*TEXT*.
For example, to draw a line you would write something like:

canvas1.Children.Add(
new Line()
{ X1 = 0, Y1 = 0, X2 = 50, Y2 = 50,
Stroke = Brushes.Black,
StrokeThickness = 2 });

This draws a black line from (0,0) to (50,50) with a width of 2. You can draw very complicated things using just the supplied Shape classes - Rectangle, Ellipse, Line, Polygon, PolyLine and Path.

Sometimes, however, it is easier to create your own custom Shape class derived directly from Shape. This makes it possible to add a complex graphic in one go rather than having to build it up Shape by Shape.

In what follows it is assumed that you know how to make use of one of the supplied classes derived from Shape, e.g. Line.

Defining Geometry

The Shape class provides all of the methods and properties you need to implement a Framework element and participate in the WPF layout process. It also comes with a range of properties that control the "look" of the graphic - stroke-related and fill-related.

One thing that is puzzling about WPF 3D graphics is that it seems to have the same facilities provided by different classes but when you look more carefully you quickly realise that there is a hierarchy of implementation.

For example why have both the Line and LineGeometry classes?

The answer is that LineGeometry defines an abstract geometrical line - it doesn't have any color or width. The Line class however is derived from Shape and represents a line that can be drawn on the screen with a given color and thickness - determined by the Stroke and StrokeThickness properties.

*OBJECTIVES*.
1) Quote the passage on WPF shapes from "For example, to" to "Shape by Shape.".
2) Write what comes next in the passage on WPF shapes, starting after its final sentence.
The records that come next are taken from a separate source.

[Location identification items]
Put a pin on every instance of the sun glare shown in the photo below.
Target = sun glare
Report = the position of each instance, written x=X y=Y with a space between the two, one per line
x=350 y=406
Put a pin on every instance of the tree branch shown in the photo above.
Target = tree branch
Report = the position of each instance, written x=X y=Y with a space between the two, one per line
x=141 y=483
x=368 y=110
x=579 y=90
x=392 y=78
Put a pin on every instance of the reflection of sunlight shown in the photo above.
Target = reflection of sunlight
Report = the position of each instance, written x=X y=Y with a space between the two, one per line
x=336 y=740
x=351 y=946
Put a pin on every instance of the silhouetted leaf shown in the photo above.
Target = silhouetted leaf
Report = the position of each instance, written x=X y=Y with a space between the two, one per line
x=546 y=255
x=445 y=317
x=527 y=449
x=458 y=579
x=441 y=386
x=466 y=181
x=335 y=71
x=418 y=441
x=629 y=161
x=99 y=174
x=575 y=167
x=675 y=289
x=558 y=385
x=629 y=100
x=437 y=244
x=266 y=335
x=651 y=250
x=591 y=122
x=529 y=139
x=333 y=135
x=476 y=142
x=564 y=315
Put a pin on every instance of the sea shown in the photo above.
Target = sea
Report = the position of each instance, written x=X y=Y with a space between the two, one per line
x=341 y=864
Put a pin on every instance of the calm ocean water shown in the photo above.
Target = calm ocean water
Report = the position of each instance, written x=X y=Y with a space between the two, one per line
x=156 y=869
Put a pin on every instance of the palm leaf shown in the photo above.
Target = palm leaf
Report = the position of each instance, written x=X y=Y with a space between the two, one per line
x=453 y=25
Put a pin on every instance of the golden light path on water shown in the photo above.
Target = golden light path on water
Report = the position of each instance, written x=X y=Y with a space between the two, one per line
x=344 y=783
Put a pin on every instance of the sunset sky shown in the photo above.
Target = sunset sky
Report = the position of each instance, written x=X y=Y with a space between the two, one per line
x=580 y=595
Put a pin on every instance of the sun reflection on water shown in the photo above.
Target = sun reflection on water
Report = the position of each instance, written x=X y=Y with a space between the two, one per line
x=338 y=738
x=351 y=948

*EXERCISE RESPONSES*.
1)
For example, to draw a line you would write something like:

canvas1.Children.Add(
new Line()
{ X1 = 0, Y1 = 0, X2 = 50, Y2 = 50,
Stroke = Brushes.Black,
StrokeThickness = 2 });

This draws a black line from (0,0) to (50,50) with a width of 2. You can draw very complicated things using just the supplied Shape classes - Rectangle, Ellipse, Line, Polygon, PolyLine and Path.

Sometimes, however, it is easier to create your own custom Shape class derived directly from Shape. This makes it possible to add a complex graphic in one go rather than having to build it up Shape by Shape.

2)
The relationship between the two is made even clearer when you know that the Line class has a LineGeometry object as one of its internal properties that determines where the Stroke and StrokeThickness properties will be applied to create a visible line on the screen.

Line doesn't inherit from LineGeometry but it contains an instance of LineGeometry.

MyLine

To see how this all works let's create our own version of the Line class. To do this we need to create a class that inherits from Shape. The Shape class has a protected method called DefiningGeometry. This is used internally by the Shape class to retrieve the geometry that the stroke and fill properties are applied to to produce the rendered graphic.

That is to create a new shape all you have to do is override the DefiningGeometry method and  make it return a Geometry object that defines the graphic.

For example, in the case of our re-implementation of the Line class we would write something like:

public class MyLine : Shape
{
private LineGeometry line =
 new LineGeometry(new Point(0, 0),
 new Point(50, 50));
protected override Geometry
DefiningGeometry
{
get
{
return line;
}
}
}

In this example we create an instance of LineGeometry specifying a line between (0,0) and (50,50). To see the line we simply create an instance and add it to the layout.

canvas1.Children.Add(new MyLine() 
{ Stroke = Brushes.Black,
StrokeThickness = 2 });

Notice that we can apply Stroke and StrokeThickness as these are properties inherited from the Shape class and when MyLine is rendered the class applies these properties to the Geometry object returned by DefiningGeometry.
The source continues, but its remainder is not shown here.